### PROBLEM
Below are some records; return each one exactly.
==== EXTRACTED DATA
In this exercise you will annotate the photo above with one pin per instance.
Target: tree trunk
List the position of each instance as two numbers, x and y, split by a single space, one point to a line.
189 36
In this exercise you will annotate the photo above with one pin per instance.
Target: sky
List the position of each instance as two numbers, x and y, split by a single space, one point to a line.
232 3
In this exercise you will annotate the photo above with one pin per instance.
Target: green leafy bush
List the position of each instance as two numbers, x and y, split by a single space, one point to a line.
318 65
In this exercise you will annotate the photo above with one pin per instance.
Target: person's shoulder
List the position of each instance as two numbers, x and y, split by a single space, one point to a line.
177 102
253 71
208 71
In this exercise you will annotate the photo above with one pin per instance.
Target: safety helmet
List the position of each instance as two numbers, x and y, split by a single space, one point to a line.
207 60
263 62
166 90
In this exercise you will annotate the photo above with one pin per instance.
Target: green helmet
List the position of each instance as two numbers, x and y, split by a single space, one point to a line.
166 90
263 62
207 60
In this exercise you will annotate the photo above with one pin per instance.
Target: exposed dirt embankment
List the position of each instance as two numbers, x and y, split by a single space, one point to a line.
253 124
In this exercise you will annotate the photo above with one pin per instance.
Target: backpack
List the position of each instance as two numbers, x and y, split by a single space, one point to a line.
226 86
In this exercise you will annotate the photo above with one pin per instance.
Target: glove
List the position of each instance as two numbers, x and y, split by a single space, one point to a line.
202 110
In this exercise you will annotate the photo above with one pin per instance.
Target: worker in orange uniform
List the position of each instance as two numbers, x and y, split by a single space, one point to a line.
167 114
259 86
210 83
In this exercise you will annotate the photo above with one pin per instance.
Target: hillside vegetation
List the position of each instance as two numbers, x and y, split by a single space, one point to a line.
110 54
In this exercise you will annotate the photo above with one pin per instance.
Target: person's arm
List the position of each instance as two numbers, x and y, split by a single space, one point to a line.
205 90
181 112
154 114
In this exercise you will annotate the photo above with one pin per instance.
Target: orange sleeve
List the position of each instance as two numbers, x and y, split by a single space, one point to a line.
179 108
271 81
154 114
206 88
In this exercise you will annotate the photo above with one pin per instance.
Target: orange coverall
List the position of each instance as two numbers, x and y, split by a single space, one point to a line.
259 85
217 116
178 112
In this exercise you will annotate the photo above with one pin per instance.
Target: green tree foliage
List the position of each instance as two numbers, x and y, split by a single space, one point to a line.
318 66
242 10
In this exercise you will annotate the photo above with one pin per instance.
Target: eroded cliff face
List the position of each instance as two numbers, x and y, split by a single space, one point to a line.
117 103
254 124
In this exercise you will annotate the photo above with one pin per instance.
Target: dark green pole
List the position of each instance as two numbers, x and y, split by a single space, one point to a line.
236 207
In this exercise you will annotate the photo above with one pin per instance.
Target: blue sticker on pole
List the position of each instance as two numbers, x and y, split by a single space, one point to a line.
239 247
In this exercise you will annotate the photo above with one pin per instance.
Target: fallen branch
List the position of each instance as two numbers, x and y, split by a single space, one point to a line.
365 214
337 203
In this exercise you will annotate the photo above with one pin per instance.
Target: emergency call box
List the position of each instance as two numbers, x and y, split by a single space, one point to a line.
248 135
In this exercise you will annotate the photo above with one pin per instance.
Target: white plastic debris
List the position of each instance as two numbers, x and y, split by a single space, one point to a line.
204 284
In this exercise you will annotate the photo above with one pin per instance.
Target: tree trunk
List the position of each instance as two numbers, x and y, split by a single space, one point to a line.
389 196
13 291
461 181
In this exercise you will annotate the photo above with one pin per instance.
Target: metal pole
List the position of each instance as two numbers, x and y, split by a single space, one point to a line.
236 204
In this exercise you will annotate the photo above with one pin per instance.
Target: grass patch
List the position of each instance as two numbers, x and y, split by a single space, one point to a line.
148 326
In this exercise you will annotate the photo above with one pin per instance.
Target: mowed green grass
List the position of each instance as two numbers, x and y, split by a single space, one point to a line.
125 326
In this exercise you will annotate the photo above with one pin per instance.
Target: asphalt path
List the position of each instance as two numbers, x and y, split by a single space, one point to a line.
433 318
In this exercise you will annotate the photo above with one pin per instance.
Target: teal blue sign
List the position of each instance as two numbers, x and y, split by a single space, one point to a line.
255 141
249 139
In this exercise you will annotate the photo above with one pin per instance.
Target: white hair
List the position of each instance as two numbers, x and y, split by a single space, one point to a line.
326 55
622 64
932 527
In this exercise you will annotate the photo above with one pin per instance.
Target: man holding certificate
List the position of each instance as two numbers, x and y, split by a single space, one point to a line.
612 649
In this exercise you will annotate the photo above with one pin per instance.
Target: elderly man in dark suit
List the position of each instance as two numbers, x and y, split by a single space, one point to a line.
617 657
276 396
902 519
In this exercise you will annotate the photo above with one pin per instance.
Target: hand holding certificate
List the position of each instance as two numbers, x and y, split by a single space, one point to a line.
========
### EXPECTED OUTPUT
In this exercise you will annotate the photo above with one pin per instance.
Target: tree trunk
List the position of each instance as two numbers, x and y, split by a single space, one point to a line.
189 36
In this exercise you will annotate the photo above with one pin per instance.
Target: sky
List the position of each instance as two numbers, x and y, split by a single space, one point to a line.
232 3
In this exercise you will annotate the photo above with one pin per instance.
Target: green leafy bush
List the position of each instance as two numbers, x and y, split by a single space, one point to a line.
318 65
In this exercise you will annotate the photo above with one pin per instance.
Target: person's shoulder
List the position of each instance as two numbers, x and y, split by a single space, one point to a line.
177 102
253 71
208 71
In this exercise you will annotate the photo above with one pin per instance.
Target: safety helmet
List the position of each instance as two numbers, x and y, split by a single space, one point to a line.
207 60
263 62
166 90
In this exercise you will annotate the photo above with one pin per instance.
Target: green helmet
List the position of each instance as two numbers, x and y, split by a single space, one point to a line.
166 90
263 62
207 60
In this exercise you will annotate the photo above with one pin per instance.
Target: exposed dirt embankment
List the position of each instance as two numbers, x and y, split by a single space, one point to a line.
253 124
In this exercise you will annotate the photo above with one pin per instance.
Target: backpack
List the position of each instance as two numbers, x and y, split by a single space, one point to a line.
226 86
In this exercise you will annotate the photo above with one pin per instance.
Target: glove
List the position of each instance as two numbers, x and y, split by a single space, one point to a line.
202 110
In this exercise you will annotate the photo above with one pin per instance.
Target: worker in orange uniform
List the position of each instance as two numbers, x and y, split by a single space, one point to a line.
167 114
259 86
210 83
In this exercise you will annotate the photo above with one pin per instance.
Target: hillside vegetation
List the position of each instance as two numbers, x and y, split by a single space, one point to a line.
110 54
In this exercise you will annotate the photo above with one pin per instance.
Target: person's arm
List the position of each instance as two numbers, x and y, split by a single space, one point to a line.
205 90
181 112
154 114
In this exercise you will annotate the photo above with one pin per instance.
Target: orange sleeve
List the position of each instance as two numbers, x and y, split by a single space, one point to a line.
179 108
271 81
154 114
206 88
In this exercise you will annotate the photo above with one pin per instance.
Target: orange coverall
List the position of each instance as two numbers, x and y, split by a single space, one point to a line.
259 85
217 116
178 112
In this exercise you will annotate the photo above with one pin per instance.
Target: green tree foliage
List the position of each instance as two numbers, x and y, split by a single space, one point to a line.
318 66
242 10
In this exercise you will annotate the photo above with one pin per instance.
Target: eroded cliff face
List the position of each instance as two numbers, x and y, split by a single space, one point to a line.
117 103
254 124
In this exercise you will annotate the photo above with one pin per instance.
Target: dark green pole
List the position of each instance as two numbers, x and y, split by a single space, one point to a line.
236 207
In this exercise you will annotate the photo above with one pin per instance.
Target: blue sticker on pole
List the position of each instance as two numbers, x and y, split by a single space, one point to a line.
239 247
In this exercise you will annotate the photo above with one pin per instance.
Target: fallen branch
List the position of each instance as two numbers, x and y, split by a single space, one point to a line.
365 214
337 203
In this exercise you will annotate the photo above with one pin per instance.
Target: emergency call box
List the position of each instance as two numbers, x and y, split by a single space, one point to a line.
248 135
In this exercise you will annotate the photo above with one pin per instance.
Target: white plastic debris
List the position of each instance as two numbers, x and y, split by a single space, one point to a line.
204 284
In this exercise you will annotate the photo above with one pin per instance.
Target: tree trunk
List the position of each instance as two numbers, x and y, split by a single space, one point to a line.
389 196
13 291
461 181
In this exercise you will annotate the photo above with one pin per instance.
Target: metal pole
List the position of each instance as two numbers, x and y, split by a single space, one point to a line.
236 204
In this exercise you will annotate the photo above with one pin per instance.
Target: grass patch
List the position of each instance as two numbers, x and y, split by a single space, one point to a line.
148 326
In this exercise you will annotate the photo above with one pin per instance.
Target: mowed green grass
List the position of each instance as two numbers, x and y, split by a single space, one point to a line.
125 326
In this exercise you will annotate the photo above with one pin per instance.
Target: asphalt path
List the position of each instance as two numbers, x and y, split by a single space, one point to a line.
433 318
In this exercise you will annotate the photo above with one pin per instance.
Target: teal blue sign
List the position of each instance as two numbers, x and y, split by a single space, one point to a line.
255 141
249 139
In this exercise you will annotate the photo above with one pin per instance.
Target: white hair
List the position of each instance as two numbers, x and y, split by a single space, one point to a line.
326 55
622 64
932 527
In this exercise you will annotate the photo above with one pin per instance.
Target: man holding certificate
List the position of each instance as two numbers, x and y, split by a single space, one point to a line.
612 649
In this exercise you will annotate the photo above with one pin per instance.
Target: elderly man in dark suit
List the position of each instance as two numbers, x and y, split by a single space, one point to a line.
617 657
276 396
902 519
In this exercise you will annotate the photo above with one pin per instance.
Target: hand holding certificate
List the position of each instance as two numbers, x and y, split by a single space, one point to a line.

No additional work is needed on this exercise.